PROBLEM = In your copy, leave out the pictures; write out all the data exactly.

PROVIDED RECORDS =
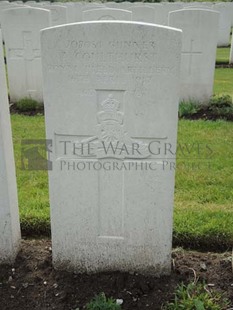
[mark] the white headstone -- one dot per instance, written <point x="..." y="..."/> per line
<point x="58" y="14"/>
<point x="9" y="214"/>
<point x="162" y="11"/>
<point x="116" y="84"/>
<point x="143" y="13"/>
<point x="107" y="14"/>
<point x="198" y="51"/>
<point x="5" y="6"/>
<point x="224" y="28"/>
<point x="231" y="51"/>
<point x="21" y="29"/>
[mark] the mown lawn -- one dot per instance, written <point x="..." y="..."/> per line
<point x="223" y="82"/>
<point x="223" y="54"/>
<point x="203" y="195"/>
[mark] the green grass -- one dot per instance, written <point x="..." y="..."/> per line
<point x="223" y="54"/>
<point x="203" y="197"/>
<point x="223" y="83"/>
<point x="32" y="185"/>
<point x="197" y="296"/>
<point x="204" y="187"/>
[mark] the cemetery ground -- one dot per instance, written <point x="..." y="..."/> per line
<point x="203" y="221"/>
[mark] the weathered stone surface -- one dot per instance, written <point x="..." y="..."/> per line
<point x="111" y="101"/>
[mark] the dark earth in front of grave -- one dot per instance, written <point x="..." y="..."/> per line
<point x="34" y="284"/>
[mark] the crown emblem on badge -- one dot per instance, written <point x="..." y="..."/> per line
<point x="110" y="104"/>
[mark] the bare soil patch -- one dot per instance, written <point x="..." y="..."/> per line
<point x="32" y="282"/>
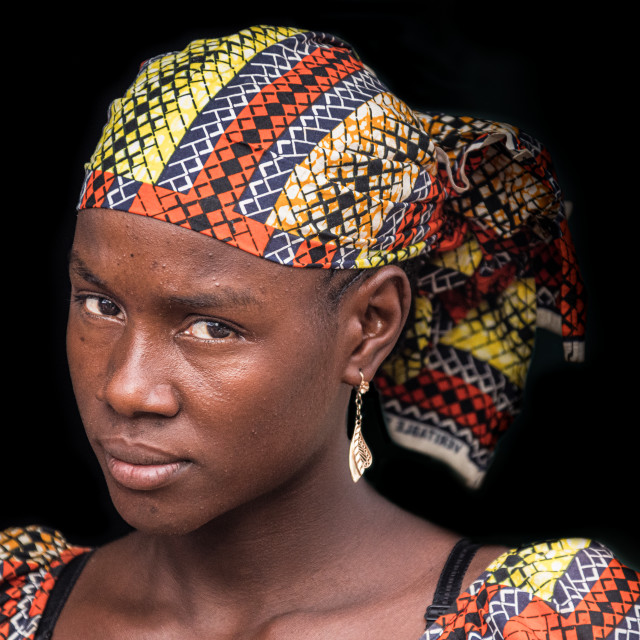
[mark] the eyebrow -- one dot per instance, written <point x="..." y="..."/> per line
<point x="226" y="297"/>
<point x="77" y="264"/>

SOLUTION FOR THIS EXERCISE =
[mark] the white headstone -- one dot per instance, written <point x="..." y="..."/> per line
<point x="58" y="14"/>
<point x="9" y="214"/>
<point x="162" y="11"/>
<point x="116" y="84"/>
<point x="143" y="13"/>
<point x="107" y="14"/>
<point x="198" y="51"/>
<point x="5" y="6"/>
<point x="224" y="28"/>
<point x="231" y="51"/>
<point x="21" y="29"/>
[mark] the mown lawn -- one dot per instance, written <point x="..." y="..."/> per line
<point x="223" y="82"/>
<point x="223" y="54"/>
<point x="203" y="195"/>
[mark] the green grass -- one dot per instance, written <point x="..." y="..."/> per line
<point x="223" y="54"/>
<point x="203" y="197"/>
<point x="223" y="83"/>
<point x="32" y="185"/>
<point x="197" y="296"/>
<point x="204" y="187"/>
[mark] the cemetery ground -- one dot per instance, written <point x="..." y="..."/> per line
<point x="203" y="221"/>
[mark] the weathered stone surface -- one dot per instance, written <point x="..." y="..."/> per line
<point x="111" y="101"/>
[mark] the dark earth in front of grave -- one dot per instance, written <point x="..." y="..."/> per line
<point x="34" y="284"/>
[mark] the crown emblem on badge -- one dot per instance, written <point x="..." y="..."/> per line
<point x="110" y="104"/>
[mark] the bare soil patch -- one dot per instance, written <point x="..." y="..."/> per line
<point x="32" y="282"/>
[mark] the eyebrow -- one dot per instance, written <point x="..." y="..."/> per line
<point x="226" y="297"/>
<point x="77" y="264"/>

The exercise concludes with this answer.